НАСЛЕДСТВО «БЕДНОЙ ЛИЗЫ» Карамзин. Петр Вайль, Александр Генис.

В самом имени  Карамзин — звучит некая жеманность. Не зря Достоевский переврал эту фамилию, чтобы высмеять в «Бесах» Тургенева. Так похоже, что даже не смешно.

Еще недавно, до того, как в России начался бум, произведенный возрождением его «Истории», Карамзин считался всего лишь легкой тенью Пушкина. Еще недавно Карамзин казался элегантным и легкомысленным, вроде кавалера с полотен Буше и Фрагонара, воскрешенных потом художниками «Мира искусства».

А все потому, что про Карамзина известно, что он изобрел сентиментализм. Как все поверхностные суждения, и это справедливо, хотя бы отчасти. Чтобы читать сегодня повести Карамзина, надо запастись эстетическим цинизмом, позволяющим наслаждаться старомодным простодушием текста.

Тем не менее, одна из повестей, «Бедная Лиза» — благо там всего семнадцать страниц и все про любовь — все же живет в сознании современного читателя.

Бедная крестьянская девушка Лиза встречает моло­дого дворянина Эраста. Уставший от ветреного света, он влюбляется в непосредственную, невинную девушку лю­бовью брата. Однако вскоре платоническая любовь пере­ходит в чувственную. Лиза последовательно теряет не­посредственность, невинность и самого Эраста — он ухо­дит на войну. «Нет, он в самом деле был в армии, но вмес­то того, чтобы сражаться с неприятелем, играл в карты и проиграл почти все свое имение». Чтобы поправить дела, Эраст женится на пожилой богатой вдове. Узнав об этом, Лиза топится в пруду.

□ □ □ □

- ЗАДАНИЯ -
- 1) Сколько страниц в повести «Бедная Лиза», согласно очерку о Карамзине?
- 2) Объясните, опираясь на очерк о Карамзине, почему Эраст женится на пожилой богатой вдове.
- 3) Продолжите очерк о Карамзине, начав сразу после его последней фразы.

- СОХРАНЁННЫЕ ДАННЫЕ -
□ □ □ □

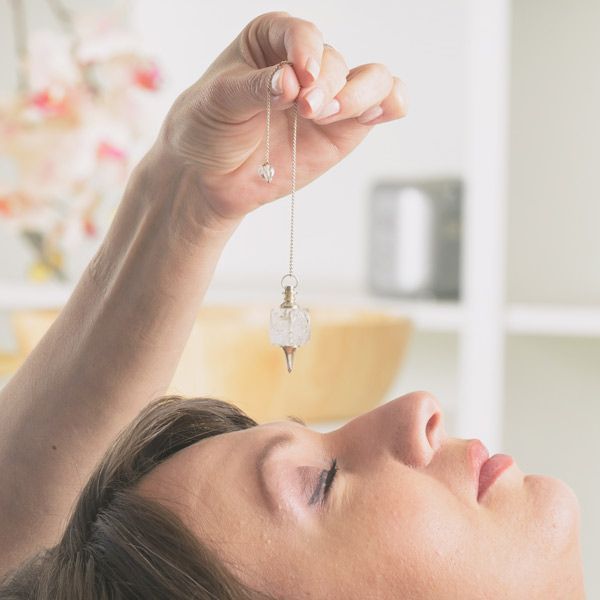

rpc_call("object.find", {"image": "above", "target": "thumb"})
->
[221,64,300,121]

□ □ □ □

- ОТВЕТЫ -
- 1) Семнадцать страниц.

- 2) В армии Эраст не сражался с неприятелем, а играл в карты и проиграл почти всё своё имение. Женитьба на пожилой богатой вдове нужна ему, чтобы поправить дела.

- 3)
Больше всего это похоже на либретто балета. Что-то вроде «Жизели». Карамзин, использовав расхожий в те времена сюжет европейской мещанской драмы, перевел его не только на русский язык, но и пересадил на рус­скую почву.

Результаты этого незатейливого опыта были гранди­озными. Рассказывая сентиментальную и слащавую историю бедной Лизы, Карамзин — попутно — открыл прозу.

Он первый стал писать гладко. В его сочинениях (не стихах!) слова сплетались таким правильным, ритми­ческим образом, что у читателя оставалось впечатление риторической музыки. Гладкое плетение словес оказы­вает гипнотическое воздействие. Это своего рода колея, попав в которую уже не следует слишком заботиться о смысле: разумная грамматическая и стилевая необ­ходимость сама его создаст.

Гладкость в прозе — то же, что метр и рифма в поэ­зии. Значение слов, оказавшихся в жесткой схеме про­заического ритма, играет меньшую роль, чем сама эта схема.

Вслушайтесь: «В цветущей Андалузии — там, где шу­мят гордые пальмы, где благоухают миртовые рощи, где величественный Гвадалквивир катит медленно свои воды, где возвышается розмарином увенчанная Сиерра-Морена,— там увидел я прекрасную». Столетие спустя с тем же успехом и так же красиво писал Северянин.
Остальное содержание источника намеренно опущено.